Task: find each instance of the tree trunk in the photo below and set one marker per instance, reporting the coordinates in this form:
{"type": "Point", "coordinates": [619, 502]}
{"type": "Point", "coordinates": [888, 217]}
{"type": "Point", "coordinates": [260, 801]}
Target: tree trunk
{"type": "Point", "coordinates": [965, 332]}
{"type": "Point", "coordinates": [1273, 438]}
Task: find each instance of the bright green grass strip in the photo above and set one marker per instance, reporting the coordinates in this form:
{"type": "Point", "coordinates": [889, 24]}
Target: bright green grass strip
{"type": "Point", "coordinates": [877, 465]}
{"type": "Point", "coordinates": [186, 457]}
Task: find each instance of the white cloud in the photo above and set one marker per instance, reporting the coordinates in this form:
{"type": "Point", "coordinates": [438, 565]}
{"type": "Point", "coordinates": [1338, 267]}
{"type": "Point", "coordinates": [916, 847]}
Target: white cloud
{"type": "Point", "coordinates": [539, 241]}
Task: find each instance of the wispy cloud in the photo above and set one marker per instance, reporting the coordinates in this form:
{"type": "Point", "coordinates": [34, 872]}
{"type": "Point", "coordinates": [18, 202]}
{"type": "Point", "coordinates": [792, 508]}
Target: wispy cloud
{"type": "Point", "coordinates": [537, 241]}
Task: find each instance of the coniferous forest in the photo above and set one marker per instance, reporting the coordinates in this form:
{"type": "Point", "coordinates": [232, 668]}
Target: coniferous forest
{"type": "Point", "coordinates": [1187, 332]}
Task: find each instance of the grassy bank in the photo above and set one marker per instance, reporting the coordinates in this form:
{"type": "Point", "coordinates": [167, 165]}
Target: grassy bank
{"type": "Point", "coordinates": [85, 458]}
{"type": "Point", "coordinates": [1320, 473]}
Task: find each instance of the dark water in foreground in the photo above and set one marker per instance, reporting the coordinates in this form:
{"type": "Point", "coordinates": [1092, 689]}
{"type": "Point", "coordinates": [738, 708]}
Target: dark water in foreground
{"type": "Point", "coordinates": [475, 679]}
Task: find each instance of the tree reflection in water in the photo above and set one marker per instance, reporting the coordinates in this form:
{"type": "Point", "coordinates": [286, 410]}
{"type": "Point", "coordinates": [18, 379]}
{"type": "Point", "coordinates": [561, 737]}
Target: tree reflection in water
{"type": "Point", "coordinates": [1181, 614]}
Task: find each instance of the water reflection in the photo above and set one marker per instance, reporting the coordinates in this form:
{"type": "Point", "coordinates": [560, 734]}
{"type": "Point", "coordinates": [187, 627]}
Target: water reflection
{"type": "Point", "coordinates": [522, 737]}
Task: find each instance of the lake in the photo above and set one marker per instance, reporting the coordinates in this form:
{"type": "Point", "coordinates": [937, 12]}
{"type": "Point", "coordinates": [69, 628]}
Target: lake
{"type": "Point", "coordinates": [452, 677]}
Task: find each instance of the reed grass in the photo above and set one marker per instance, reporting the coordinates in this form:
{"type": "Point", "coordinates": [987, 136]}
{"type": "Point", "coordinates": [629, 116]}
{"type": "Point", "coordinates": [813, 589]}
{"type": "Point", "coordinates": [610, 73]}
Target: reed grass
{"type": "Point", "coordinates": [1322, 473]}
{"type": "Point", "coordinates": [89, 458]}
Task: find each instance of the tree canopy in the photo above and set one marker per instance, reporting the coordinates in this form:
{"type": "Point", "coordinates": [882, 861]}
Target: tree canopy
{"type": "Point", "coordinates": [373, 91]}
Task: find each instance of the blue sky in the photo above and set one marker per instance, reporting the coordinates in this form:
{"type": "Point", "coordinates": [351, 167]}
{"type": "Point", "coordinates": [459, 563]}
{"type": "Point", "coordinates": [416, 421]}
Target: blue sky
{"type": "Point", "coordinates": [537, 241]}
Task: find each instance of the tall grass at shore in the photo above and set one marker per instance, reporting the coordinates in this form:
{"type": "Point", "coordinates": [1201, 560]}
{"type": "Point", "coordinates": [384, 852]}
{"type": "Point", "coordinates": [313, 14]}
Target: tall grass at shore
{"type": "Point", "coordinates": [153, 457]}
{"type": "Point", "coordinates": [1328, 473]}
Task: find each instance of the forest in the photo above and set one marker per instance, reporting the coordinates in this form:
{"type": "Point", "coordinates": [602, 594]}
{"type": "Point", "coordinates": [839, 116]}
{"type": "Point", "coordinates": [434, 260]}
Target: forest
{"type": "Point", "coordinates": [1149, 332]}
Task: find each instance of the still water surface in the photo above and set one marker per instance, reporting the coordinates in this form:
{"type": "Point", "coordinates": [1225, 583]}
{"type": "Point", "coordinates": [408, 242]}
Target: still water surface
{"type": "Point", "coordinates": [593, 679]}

————

## Activity
Every line of the data should be copied exactly.

## Response to this exercise
Task: find each instance of the tree trunk in the photo below and set one marker per instance, reporting the coordinates in this form:
{"type": "Point", "coordinates": [619, 502]}
{"type": "Point", "coordinates": [888, 217]}
{"type": "Point", "coordinates": [260, 801]}
Target: tree trunk
{"type": "Point", "coordinates": [965, 332]}
{"type": "Point", "coordinates": [1273, 438]}
Task: find each instance of the bright green grass strip in the photo above and set one marker per instance, reporting the coordinates in this form:
{"type": "Point", "coordinates": [889, 24]}
Target: bright green grass strip
{"type": "Point", "coordinates": [877, 465]}
{"type": "Point", "coordinates": [186, 457]}
Task: find each instance of the white cloud in the photo above and set one marker per instance, reporting the coordinates in this form:
{"type": "Point", "coordinates": [438, 565]}
{"type": "Point", "coordinates": [1338, 267]}
{"type": "Point", "coordinates": [916, 847]}
Target: white cloud
{"type": "Point", "coordinates": [539, 241]}
Task: find each instance of the wispy cloud in the photo above and set one marker per instance, reporting the coordinates in this form:
{"type": "Point", "coordinates": [34, 872]}
{"type": "Point", "coordinates": [18, 202]}
{"type": "Point", "coordinates": [792, 508]}
Target: wispy cloud
{"type": "Point", "coordinates": [537, 241]}
Task: find each instance of the coniferous forest in the photo above and set one marker per instance, reporting the coordinates in this form:
{"type": "Point", "coordinates": [232, 668]}
Target: coniferous forest
{"type": "Point", "coordinates": [1187, 332]}
Task: find each instance of the grassy bank in the photo above and set one marker per instance, reporting the coordinates in this form:
{"type": "Point", "coordinates": [167, 165]}
Target: grassy bank
{"type": "Point", "coordinates": [85, 458]}
{"type": "Point", "coordinates": [1320, 473]}
Task: find each instance of the dark water in foreground in the photo above and set one marker per instance, reporting the coordinates in this form:
{"type": "Point", "coordinates": [1092, 689]}
{"type": "Point", "coordinates": [738, 708]}
Target: dark water in foreground
{"type": "Point", "coordinates": [475, 679]}
Task: find each instance of the tree reflection in water in the photo above and set one marker per instance, reporting the coordinates in this form:
{"type": "Point", "coordinates": [286, 410]}
{"type": "Point", "coordinates": [18, 379]}
{"type": "Point", "coordinates": [561, 737]}
Target: tree reflection in water
{"type": "Point", "coordinates": [1181, 614]}
Task: find each instance of the water reflection in the photo above and set one marker per instance, reporting the coordinates in this form:
{"type": "Point", "coordinates": [560, 734]}
{"type": "Point", "coordinates": [187, 627]}
Target: water reflection
{"type": "Point", "coordinates": [522, 737]}
Task: find each instance of the lake in the photo above and set one marker per instance, reporting the coordinates in this form:
{"type": "Point", "coordinates": [937, 12]}
{"type": "Point", "coordinates": [69, 628]}
Target: lake
{"type": "Point", "coordinates": [452, 677]}
Task: find each instance of the reed grass in the photo above and set one marker per instance, reporting the coordinates in this form:
{"type": "Point", "coordinates": [987, 136]}
{"type": "Point", "coordinates": [629, 116]}
{"type": "Point", "coordinates": [813, 589]}
{"type": "Point", "coordinates": [610, 73]}
Target: reed grass
{"type": "Point", "coordinates": [1322, 473]}
{"type": "Point", "coordinates": [89, 458]}
Task: find each instance of the tree canopy in the photo above and set one marker per instance, reporting the coordinates in this form:
{"type": "Point", "coordinates": [882, 861]}
Target: tree canopy
{"type": "Point", "coordinates": [373, 91]}
Task: find each instance of the blue sky in the photo above and set one marker per instance, reporting the coordinates in this form:
{"type": "Point", "coordinates": [351, 167]}
{"type": "Point", "coordinates": [459, 563]}
{"type": "Point", "coordinates": [416, 421]}
Target: blue sky
{"type": "Point", "coordinates": [537, 241]}
Task: find each instance of the tall grass at shore in the photo above and set one marker per instance, reporting the coordinates in this form:
{"type": "Point", "coordinates": [1201, 560]}
{"type": "Point", "coordinates": [384, 852]}
{"type": "Point", "coordinates": [313, 14]}
Target: tall grass at shore
{"type": "Point", "coordinates": [153, 457]}
{"type": "Point", "coordinates": [1328, 473]}
Task: find each instance of the forest in the photo above and set one marker per instance, reporting the coordinates in this form:
{"type": "Point", "coordinates": [602, 594]}
{"type": "Point", "coordinates": [839, 116]}
{"type": "Point", "coordinates": [434, 260]}
Target: forest
{"type": "Point", "coordinates": [1149, 332]}
Task: find each instance of the still water surface in the photo above and set one marker per instance, reporting the coordinates in this form:
{"type": "Point", "coordinates": [1225, 583]}
{"type": "Point", "coordinates": [408, 242]}
Target: still water surface
{"type": "Point", "coordinates": [593, 679]}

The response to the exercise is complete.